— START —

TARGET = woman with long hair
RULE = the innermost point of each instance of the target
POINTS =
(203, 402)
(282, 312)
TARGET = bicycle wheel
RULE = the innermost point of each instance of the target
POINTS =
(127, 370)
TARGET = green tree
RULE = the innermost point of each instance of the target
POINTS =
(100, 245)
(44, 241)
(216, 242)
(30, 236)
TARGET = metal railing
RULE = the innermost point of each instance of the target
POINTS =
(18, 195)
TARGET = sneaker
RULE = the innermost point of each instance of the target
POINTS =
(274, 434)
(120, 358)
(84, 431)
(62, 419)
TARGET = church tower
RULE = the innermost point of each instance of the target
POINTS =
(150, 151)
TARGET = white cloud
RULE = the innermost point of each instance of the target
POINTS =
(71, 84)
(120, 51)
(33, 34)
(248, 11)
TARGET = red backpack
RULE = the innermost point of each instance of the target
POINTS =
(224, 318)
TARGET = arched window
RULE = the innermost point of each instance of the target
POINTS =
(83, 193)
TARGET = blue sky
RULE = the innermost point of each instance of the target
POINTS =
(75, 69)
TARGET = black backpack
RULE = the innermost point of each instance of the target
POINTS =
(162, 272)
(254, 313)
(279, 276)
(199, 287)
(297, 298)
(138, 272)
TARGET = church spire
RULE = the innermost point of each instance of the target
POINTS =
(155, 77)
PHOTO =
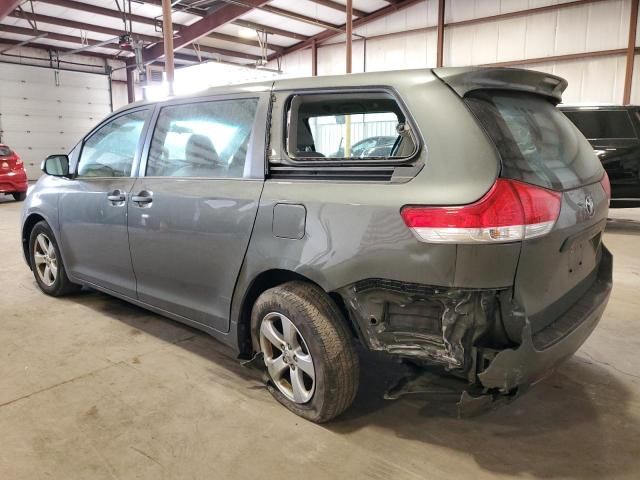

— END —

## OBJECTIVE
Lay out every line of the records above as a two-column Markdown table headed Row and Line, numbering the rows in order. Skip blank lines and leave out the picture.

## EXERCISE OUTPUT
| Row | Line |
|---|---|
| 1 | TARGET = woman with long hair |
| 2 | RULE = the innermost point of each instance of the target |
| 3 | POINTS = |
| 4 | (203, 402) |
| 5 | (282, 312) |
| 6 | TARGET = bicycle wheel |
| 7 | RULE = the innermost point of each instance of the target |
| 8 | POINTS = |
| 9 | (127, 370) |
| 10 | TARGET = green tree |
| 11 | RULE = the innermost point of each instance of the target |
| 12 | POINTS = |
| 13 | (100, 245) |
| 14 | (44, 241) |
| 15 | (216, 242) |
| 16 | (30, 236) |
| 17 | TARGET = metal railing |
| 18 | RULE = the innermost point of each instance of the target |
| 19 | POINTS = |
| 20 | (18, 195) |
| 21 | TARGET = sneaker |
| 22 | RULE = the innermost point of each instance of the target |
| 23 | POINTS = |
| 24 | (274, 434) |
| 25 | (120, 358) |
| 26 | (84, 431) |
| 27 | (62, 419) |
| 28 | TARGET = church tower |
| 29 | RULE = the innermost point of each instance of the target |
| 30 | POINTS = |
| 31 | (150, 151) |
| 32 | TARGET = white cloud |
| 33 | RULE = the innermost point of each instance of the target |
| 34 | POINTS = |
| 35 | (71, 84) |
| 36 | (120, 51) |
| 37 | (33, 34) |
| 38 | (248, 11) |
| 39 | TARGET = red backpack |
| 40 | RULE = the innermost point of each instance of the target |
| 41 | POINTS = |
| 42 | (224, 318) |
| 43 | TARGET = arched window |
| 44 | RULE = the innermost point of each instance of the target |
| 45 | POINTS = |
| 46 | (83, 193) |
| 47 | TARGET = blue sky |
| 48 | RULE = the innermost point of each instance of the target |
| 49 | POINTS = |
| 50 | (75, 69) |
| 51 | TARGET = black backpack |
| 52 | RULE = the innermost point of each instance of the target |
| 53 | POINTS = |
| 54 | (162, 272) |
| 55 | (254, 313) |
| 56 | (279, 276) |
| 57 | (199, 287) |
| 58 | (297, 298) |
| 59 | (138, 272) |
| 60 | TARGET = church spire |
| 61 | RULE = the innermost point of each instance of the target |
| 62 | POINTS = |
| 63 | (155, 77) |
| 64 | PHOTO = |